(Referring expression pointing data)
══════════

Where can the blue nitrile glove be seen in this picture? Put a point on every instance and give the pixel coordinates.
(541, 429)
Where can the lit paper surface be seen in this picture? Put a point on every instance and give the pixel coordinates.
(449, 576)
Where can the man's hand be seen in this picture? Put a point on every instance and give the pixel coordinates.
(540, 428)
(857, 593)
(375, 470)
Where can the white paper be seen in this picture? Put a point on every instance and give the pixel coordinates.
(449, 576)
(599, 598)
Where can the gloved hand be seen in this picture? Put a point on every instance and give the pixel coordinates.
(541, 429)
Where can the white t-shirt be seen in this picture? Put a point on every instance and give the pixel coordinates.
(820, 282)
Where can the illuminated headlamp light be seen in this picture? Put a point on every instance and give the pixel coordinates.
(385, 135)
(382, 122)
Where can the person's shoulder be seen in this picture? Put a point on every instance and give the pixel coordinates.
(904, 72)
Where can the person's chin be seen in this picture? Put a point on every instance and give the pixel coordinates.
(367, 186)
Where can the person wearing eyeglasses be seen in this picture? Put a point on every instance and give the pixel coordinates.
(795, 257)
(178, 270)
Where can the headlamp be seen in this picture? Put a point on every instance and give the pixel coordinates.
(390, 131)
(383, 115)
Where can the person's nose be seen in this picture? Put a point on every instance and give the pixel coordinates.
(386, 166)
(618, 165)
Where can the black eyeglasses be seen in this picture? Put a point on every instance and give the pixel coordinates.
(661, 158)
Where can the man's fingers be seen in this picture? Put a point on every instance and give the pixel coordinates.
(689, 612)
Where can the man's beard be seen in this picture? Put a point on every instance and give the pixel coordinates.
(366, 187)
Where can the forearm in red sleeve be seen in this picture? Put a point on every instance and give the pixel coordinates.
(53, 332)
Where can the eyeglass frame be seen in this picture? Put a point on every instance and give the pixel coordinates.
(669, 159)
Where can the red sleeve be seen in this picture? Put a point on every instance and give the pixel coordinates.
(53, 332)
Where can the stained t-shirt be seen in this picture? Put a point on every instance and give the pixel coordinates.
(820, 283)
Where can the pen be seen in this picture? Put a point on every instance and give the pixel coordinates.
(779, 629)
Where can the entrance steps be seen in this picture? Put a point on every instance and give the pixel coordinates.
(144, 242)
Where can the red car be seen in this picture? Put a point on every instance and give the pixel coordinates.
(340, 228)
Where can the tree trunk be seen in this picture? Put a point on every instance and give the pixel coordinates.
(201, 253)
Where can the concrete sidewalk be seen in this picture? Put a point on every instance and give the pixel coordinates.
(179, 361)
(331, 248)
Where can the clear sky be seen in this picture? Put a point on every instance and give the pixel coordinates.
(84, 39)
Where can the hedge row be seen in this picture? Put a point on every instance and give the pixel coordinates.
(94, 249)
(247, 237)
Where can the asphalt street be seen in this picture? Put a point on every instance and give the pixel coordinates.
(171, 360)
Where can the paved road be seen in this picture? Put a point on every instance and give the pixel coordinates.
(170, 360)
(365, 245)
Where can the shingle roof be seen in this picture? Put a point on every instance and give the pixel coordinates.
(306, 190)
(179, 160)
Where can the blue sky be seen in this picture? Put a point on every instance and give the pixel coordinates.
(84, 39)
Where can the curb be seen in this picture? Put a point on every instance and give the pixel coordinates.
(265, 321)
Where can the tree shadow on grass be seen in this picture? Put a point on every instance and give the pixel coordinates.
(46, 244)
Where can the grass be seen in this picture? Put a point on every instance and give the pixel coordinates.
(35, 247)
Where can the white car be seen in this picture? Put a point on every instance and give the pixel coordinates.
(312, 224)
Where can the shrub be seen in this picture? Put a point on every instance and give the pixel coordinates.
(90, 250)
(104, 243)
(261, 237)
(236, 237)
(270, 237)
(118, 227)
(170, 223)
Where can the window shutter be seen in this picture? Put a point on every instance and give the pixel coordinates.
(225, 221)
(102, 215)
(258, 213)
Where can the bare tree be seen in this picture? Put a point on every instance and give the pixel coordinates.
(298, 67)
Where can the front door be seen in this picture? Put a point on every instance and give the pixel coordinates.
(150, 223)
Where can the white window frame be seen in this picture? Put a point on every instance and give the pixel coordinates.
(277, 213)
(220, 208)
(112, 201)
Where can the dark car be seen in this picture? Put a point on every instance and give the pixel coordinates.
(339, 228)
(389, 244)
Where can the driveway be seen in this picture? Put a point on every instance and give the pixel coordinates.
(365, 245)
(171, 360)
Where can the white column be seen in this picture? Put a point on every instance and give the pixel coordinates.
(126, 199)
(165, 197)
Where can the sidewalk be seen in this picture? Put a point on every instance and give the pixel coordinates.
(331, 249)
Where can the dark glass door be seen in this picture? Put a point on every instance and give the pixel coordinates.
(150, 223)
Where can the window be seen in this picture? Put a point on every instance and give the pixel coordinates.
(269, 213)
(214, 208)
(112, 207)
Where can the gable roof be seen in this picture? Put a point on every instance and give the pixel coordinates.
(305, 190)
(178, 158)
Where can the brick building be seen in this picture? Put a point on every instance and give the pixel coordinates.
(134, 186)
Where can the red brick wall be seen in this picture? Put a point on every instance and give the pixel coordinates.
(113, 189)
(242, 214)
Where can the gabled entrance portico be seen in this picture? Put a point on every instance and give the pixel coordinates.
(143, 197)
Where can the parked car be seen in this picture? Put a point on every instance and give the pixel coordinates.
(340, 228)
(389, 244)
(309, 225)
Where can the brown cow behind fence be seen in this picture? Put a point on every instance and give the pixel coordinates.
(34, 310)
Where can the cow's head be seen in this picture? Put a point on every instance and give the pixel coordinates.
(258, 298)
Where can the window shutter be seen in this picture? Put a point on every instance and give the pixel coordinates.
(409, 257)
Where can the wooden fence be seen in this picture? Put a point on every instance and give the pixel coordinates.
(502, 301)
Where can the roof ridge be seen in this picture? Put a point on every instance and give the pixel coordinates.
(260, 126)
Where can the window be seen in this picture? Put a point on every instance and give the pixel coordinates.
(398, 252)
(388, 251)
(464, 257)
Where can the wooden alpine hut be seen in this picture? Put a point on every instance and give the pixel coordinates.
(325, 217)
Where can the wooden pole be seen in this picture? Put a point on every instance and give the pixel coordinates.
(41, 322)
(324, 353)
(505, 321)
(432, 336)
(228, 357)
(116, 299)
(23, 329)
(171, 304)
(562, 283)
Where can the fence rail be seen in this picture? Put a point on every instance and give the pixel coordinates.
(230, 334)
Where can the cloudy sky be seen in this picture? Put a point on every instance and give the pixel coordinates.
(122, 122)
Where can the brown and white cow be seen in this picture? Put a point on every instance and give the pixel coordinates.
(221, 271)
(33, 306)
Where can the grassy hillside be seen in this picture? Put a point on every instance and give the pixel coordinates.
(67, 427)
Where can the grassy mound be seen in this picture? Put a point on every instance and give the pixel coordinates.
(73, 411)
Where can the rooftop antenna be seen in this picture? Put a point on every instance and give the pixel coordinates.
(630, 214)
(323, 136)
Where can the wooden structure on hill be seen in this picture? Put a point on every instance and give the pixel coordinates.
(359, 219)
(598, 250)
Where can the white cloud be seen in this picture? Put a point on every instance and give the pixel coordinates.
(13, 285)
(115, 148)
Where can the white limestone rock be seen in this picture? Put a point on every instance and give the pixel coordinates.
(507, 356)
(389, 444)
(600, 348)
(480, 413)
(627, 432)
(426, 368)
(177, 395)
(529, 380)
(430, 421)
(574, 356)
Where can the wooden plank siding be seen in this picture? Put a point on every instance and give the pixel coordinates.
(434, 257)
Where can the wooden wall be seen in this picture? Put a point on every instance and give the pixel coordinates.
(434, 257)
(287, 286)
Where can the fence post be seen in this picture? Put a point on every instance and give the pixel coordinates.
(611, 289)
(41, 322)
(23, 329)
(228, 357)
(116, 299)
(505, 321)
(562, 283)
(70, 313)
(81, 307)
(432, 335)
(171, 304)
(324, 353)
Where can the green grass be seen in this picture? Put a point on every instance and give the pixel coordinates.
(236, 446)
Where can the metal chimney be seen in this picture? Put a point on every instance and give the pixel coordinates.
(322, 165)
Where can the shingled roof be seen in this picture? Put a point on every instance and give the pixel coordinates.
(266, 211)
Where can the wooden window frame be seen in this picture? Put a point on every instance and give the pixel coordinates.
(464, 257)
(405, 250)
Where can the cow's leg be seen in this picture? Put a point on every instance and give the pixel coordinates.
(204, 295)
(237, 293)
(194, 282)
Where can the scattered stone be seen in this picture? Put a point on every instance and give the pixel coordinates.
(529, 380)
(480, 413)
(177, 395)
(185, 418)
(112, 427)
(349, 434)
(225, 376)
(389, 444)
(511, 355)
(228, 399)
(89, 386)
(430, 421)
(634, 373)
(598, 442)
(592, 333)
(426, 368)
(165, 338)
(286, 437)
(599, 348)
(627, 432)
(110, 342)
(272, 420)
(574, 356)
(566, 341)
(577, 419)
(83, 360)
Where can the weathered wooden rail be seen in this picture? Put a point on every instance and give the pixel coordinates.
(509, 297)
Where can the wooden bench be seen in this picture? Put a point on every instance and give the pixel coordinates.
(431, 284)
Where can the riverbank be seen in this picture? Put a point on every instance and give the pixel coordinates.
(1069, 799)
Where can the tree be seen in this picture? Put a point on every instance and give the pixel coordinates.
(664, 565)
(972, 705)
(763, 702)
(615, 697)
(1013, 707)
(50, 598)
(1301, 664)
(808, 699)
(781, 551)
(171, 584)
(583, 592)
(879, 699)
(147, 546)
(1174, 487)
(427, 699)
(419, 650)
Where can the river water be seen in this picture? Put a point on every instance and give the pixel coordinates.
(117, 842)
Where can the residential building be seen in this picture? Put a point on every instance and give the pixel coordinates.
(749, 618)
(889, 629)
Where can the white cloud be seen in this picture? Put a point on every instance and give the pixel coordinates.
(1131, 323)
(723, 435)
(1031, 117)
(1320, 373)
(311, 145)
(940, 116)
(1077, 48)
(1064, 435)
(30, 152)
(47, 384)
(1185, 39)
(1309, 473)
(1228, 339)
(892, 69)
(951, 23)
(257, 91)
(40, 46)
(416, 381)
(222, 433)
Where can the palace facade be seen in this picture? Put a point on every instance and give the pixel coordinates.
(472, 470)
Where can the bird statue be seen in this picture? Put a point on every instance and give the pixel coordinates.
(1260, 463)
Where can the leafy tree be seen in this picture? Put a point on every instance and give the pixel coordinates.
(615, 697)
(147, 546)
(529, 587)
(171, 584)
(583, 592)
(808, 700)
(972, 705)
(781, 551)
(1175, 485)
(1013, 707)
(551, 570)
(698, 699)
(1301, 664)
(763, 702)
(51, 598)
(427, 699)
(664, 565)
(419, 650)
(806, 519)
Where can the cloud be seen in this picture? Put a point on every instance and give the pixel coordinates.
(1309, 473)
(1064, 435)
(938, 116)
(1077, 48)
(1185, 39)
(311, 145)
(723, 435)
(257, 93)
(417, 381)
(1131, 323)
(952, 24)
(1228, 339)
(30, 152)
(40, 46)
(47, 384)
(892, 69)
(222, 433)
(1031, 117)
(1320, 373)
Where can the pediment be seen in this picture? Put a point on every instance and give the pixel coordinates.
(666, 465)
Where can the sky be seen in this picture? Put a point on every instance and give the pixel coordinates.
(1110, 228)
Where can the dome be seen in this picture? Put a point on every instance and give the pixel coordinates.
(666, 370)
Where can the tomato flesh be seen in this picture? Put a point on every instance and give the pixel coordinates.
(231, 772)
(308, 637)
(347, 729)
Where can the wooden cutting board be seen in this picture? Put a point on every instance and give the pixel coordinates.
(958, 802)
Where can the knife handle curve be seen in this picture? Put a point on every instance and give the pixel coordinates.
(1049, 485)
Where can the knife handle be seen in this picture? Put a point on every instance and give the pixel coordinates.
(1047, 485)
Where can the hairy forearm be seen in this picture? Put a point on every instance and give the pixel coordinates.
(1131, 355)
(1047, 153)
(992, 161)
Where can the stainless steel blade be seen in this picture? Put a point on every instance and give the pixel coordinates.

══════════

◆ **EXERCISE GOAL**
The lines to copy run from the one containing "Where can the dome" through the last line above. Copy them exactly and include nothing else.

◆ **TASK RESPONSE**
Where can the dome be seen in this picture? Put a point on every instance and give the pixel coordinates.
(666, 370)
Where can the tomato flesh be seen in this picture? Put a point on every instance and give the pixel coordinates.
(231, 772)
(308, 637)
(347, 729)
Where can the wooden cutting board be seen in this picture? Put a point on every instance and give the pixel coordinates.
(958, 802)
Where can the knife handle curve be seen in this picture? Put a point on every instance and give the pixel coordinates.
(1049, 485)
Where can the knife handle be seen in this picture? Put a point on every instance and give the pixel coordinates.
(1047, 485)
Where can the hairy forearm be seen in this picture? Put a point on every instance and give the pixel coordinates.
(1131, 355)
(1047, 153)
(992, 161)
Where can the stainless steel blade be seen in this picture? Put a point on every instance and give the pixel coordinates.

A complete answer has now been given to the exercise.